(Excerpts from location labeling material)

━━━━━━━━━━

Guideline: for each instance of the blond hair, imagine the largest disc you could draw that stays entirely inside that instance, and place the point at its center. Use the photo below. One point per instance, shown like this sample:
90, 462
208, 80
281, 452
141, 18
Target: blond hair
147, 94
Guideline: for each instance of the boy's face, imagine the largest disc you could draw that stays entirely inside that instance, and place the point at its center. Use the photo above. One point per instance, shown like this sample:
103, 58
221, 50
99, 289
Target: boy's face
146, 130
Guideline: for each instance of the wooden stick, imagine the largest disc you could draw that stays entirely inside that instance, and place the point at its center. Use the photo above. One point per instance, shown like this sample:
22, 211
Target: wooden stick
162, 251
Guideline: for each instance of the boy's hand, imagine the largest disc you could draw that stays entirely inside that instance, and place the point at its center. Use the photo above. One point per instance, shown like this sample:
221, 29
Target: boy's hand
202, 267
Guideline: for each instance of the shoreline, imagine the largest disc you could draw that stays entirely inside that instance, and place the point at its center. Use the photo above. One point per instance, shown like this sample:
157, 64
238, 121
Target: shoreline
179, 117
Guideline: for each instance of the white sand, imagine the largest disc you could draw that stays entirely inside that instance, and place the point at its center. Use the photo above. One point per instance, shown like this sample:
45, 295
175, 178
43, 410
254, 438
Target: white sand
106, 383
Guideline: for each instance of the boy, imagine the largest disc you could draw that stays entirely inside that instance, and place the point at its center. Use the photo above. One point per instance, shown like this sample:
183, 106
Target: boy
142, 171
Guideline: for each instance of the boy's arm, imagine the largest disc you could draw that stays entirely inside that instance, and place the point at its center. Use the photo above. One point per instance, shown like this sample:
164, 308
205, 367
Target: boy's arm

━━━━━━━━━━

Please copy every line of the material above word for word, leaving nothing out and changing nothing.

Guideline: for each instance of the blond hair, imagine the largest disc you could draw that stays entirely inside that instance, and place the point at its center. Use the photo below. One point per instance, shown like this sample:
90, 462
208, 80
281, 452
141, 18
Target: blond hair
147, 94
Guideline: for each instance of the boy's face, imagine the largest disc you could draw that stays entirely inside that instance, and place the point at its center. Use the photo above. One point per instance, shown like this sample:
103, 58
221, 50
99, 289
Target: boy's face
146, 130
Guideline: for each instance of the wooden stick, imagine the largest disc you could draw that stays entirely inside that instance, and place the point at its center. Use the photo above. One point per instance, shown like this sample:
22, 211
Target: wooden stick
162, 251
Guideline: for each instance of the boy's hand, imagine the largest disc you could draw that stays entirely inside that instance, and place the point at its center. Use the photo above. One point per instance, shown like this sample:
221, 29
Target: boy's hand
202, 267
Guideline: for each instance of the shoreline, imagine the largest disc you could draw that stays entirely inside that instance, and place the point at its center. Use the photo above. One point per instance, shown like this sample:
157, 64
238, 121
Target: shoreline
179, 117
Guideline: for each instance of the white sand, imagine the largest disc you could draw that stays entirely inside that instance, and place the point at its center. Use the photo above. One point per instance, shown like this sample:
45, 295
175, 178
43, 410
254, 438
Target: white sand
106, 383
Guideline: for each instance of the boy, imagine the largest disc you could draw that stays entirely inside that instance, and place the point at its center. Use the photo above. One point per instance, shown like this sample:
183, 106
Target: boy
142, 171
Guideline: for each instance of the boy's arm, imagine the largest disc you could draw that stays entirely inside that instance, and place the point at its center. Use the photo above. One point per instance, shown like this sample:
164, 308
205, 367
Target: boy's arm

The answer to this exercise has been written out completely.